▶ [Instructions for the task] Count how many lines of the records below contain the string "concrete", with uppercase and lowercase treated as different. Reply with the number alone.

▶ [Information shown]
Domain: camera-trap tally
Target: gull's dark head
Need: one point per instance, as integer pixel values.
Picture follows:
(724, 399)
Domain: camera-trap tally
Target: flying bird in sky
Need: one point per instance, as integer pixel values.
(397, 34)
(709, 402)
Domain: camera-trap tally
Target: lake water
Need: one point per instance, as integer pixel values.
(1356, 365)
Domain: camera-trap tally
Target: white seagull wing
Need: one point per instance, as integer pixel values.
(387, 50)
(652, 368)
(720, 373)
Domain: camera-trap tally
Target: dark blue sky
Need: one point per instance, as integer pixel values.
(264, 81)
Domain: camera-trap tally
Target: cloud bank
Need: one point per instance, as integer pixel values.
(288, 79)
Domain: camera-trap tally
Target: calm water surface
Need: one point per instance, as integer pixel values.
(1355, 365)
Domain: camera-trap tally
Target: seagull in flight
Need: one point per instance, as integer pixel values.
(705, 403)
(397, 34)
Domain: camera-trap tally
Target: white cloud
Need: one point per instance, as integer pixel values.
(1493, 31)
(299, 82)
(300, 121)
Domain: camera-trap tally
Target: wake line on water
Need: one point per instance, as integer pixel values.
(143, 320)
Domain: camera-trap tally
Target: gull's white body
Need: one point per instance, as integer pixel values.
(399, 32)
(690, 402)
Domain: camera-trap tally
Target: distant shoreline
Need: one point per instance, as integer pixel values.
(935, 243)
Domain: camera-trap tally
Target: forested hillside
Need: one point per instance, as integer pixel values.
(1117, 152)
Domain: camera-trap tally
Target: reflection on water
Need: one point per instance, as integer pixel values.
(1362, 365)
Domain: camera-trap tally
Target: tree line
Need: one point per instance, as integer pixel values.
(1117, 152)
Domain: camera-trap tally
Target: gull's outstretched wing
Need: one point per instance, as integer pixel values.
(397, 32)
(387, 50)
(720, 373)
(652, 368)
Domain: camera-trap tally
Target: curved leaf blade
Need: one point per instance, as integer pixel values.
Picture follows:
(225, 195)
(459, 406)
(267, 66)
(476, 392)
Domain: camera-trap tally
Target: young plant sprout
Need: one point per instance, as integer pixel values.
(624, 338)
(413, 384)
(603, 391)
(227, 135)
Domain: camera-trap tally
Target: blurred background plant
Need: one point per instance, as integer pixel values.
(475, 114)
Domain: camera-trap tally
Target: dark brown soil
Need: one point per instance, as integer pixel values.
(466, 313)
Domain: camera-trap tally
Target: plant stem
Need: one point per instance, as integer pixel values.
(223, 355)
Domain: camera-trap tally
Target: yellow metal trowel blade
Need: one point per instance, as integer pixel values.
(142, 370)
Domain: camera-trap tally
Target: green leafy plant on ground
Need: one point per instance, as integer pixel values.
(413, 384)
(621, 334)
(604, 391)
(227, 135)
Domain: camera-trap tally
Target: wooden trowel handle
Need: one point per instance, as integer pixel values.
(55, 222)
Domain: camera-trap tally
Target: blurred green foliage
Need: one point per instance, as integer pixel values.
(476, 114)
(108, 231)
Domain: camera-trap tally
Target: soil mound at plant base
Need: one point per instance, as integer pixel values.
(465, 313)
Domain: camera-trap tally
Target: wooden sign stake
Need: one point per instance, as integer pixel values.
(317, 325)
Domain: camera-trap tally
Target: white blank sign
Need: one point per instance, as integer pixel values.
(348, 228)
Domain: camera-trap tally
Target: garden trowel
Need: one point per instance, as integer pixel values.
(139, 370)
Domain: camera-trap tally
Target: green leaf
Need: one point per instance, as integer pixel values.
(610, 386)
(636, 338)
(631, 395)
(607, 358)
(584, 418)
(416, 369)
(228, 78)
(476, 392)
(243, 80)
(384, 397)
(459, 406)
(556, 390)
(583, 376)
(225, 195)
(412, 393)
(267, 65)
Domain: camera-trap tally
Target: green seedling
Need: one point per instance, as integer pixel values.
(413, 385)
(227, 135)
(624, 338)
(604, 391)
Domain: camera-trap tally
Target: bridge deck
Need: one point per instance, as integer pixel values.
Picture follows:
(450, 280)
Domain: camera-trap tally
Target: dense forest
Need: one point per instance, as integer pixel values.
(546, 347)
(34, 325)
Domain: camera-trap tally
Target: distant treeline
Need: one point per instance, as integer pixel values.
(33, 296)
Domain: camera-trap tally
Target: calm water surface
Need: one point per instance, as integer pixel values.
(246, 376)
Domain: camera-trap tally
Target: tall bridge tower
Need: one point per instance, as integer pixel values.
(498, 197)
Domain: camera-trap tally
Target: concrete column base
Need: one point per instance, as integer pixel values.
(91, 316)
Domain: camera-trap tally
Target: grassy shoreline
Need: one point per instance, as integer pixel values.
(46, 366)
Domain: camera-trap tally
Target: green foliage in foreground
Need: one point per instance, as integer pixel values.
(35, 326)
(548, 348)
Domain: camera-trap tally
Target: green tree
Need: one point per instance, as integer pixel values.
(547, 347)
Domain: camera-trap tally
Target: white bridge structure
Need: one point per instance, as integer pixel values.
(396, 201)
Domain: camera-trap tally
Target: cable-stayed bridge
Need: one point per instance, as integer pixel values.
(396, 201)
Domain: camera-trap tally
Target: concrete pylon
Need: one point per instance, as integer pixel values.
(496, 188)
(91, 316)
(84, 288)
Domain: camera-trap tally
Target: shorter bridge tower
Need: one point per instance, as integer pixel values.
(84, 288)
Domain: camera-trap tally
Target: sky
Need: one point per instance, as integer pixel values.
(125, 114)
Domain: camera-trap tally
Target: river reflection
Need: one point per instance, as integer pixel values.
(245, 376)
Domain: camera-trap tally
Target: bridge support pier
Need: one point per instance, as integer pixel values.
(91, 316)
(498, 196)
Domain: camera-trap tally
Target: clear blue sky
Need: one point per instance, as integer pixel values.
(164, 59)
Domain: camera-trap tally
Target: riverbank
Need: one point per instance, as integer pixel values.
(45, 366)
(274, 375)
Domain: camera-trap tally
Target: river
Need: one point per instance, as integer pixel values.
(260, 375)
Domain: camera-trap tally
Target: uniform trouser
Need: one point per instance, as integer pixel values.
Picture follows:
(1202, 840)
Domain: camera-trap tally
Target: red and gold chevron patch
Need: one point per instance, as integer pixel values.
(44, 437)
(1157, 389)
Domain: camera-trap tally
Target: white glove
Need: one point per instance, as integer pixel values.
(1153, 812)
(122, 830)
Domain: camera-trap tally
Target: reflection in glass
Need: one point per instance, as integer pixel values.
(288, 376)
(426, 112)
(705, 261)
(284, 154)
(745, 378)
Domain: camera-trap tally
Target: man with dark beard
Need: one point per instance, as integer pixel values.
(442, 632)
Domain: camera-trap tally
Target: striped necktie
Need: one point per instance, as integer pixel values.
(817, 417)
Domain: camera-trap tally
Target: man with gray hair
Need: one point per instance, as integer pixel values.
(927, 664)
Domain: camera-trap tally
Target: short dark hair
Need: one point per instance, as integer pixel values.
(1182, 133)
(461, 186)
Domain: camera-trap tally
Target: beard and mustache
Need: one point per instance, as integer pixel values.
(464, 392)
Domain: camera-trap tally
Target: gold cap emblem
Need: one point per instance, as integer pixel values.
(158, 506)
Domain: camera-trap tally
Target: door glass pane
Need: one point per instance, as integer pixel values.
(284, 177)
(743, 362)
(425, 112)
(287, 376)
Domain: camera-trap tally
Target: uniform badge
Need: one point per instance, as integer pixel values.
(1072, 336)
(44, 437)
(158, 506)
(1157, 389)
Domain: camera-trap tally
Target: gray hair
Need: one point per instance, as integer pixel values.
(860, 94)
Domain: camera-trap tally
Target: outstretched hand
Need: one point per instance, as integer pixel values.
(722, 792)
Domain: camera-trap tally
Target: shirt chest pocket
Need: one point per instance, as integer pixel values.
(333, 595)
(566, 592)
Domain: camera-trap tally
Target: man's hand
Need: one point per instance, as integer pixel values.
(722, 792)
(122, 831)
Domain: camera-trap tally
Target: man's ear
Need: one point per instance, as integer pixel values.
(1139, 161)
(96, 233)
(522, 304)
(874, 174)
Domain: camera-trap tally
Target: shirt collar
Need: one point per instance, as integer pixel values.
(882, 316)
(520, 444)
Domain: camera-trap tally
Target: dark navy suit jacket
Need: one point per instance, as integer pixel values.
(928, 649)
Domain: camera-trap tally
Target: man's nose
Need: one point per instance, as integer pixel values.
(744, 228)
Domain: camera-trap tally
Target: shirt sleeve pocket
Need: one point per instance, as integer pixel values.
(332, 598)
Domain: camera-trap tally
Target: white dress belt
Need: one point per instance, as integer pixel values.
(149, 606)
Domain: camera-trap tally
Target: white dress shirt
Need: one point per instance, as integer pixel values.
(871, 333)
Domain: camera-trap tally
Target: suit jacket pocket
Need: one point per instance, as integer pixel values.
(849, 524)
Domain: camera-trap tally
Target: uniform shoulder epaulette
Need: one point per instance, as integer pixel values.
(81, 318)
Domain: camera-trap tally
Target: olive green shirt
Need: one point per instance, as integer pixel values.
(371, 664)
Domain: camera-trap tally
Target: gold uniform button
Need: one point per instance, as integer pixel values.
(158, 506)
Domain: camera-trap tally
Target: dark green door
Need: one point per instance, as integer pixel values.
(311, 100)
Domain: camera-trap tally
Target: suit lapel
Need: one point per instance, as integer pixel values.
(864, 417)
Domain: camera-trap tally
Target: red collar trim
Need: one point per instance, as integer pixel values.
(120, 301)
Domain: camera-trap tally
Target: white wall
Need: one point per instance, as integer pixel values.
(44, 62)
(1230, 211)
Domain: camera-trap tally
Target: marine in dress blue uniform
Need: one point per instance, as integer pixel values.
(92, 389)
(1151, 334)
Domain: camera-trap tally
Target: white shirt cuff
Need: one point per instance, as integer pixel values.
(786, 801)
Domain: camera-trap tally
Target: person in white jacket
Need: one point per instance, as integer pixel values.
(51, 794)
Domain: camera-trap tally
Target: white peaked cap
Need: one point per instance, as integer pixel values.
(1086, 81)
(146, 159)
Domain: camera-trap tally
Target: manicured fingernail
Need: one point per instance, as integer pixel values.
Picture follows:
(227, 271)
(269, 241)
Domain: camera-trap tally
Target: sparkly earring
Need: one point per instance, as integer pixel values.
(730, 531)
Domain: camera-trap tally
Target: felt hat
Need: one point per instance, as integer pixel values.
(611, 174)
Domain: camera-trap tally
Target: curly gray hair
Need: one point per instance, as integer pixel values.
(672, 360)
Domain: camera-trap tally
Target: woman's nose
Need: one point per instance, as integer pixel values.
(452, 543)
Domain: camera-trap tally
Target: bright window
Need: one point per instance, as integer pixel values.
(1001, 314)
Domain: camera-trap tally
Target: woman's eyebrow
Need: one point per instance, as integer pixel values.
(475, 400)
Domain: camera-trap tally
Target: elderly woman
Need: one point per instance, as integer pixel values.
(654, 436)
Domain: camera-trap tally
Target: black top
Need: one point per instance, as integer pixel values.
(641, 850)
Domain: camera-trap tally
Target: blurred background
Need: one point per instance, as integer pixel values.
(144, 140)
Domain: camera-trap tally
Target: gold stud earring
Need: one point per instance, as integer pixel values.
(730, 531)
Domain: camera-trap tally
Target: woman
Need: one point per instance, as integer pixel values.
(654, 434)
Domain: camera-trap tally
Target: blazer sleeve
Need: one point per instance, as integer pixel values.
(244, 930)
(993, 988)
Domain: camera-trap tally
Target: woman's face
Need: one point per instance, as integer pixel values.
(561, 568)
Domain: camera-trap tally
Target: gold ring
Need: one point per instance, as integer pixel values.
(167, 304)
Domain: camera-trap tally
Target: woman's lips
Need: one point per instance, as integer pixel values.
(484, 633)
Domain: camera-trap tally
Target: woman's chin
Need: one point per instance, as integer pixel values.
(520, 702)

▶ [Exercise output] 2